# [AIM]
Reproduce the following lines verbatim.

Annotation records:
────
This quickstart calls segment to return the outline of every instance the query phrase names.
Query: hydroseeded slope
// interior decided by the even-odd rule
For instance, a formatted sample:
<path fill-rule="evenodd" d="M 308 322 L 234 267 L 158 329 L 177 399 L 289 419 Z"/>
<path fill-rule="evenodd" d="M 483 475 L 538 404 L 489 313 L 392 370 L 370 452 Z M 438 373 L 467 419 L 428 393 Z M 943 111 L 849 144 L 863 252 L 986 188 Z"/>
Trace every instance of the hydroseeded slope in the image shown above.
────
# [RESPONSE TO THE EXERCISE]
This quickstart calls segment to return the outline of every instance the query phrase names.
Query: hydroseeded slope
// interior decided by the even-odd rule
For instance, a formatted sample:
<path fill-rule="evenodd" d="M 308 322 L 234 267 L 158 329 L 177 399 L 289 419 Z"/>
<path fill-rule="evenodd" d="M 483 475 L 538 404 L 489 313 L 392 370 L 370 452 Z M 438 373 L 467 419 L 428 393 Z M 943 111 L 849 144 L 863 252 L 986 188 Z"/>
Trace every instance of the hydroseeded slope in the image shown above.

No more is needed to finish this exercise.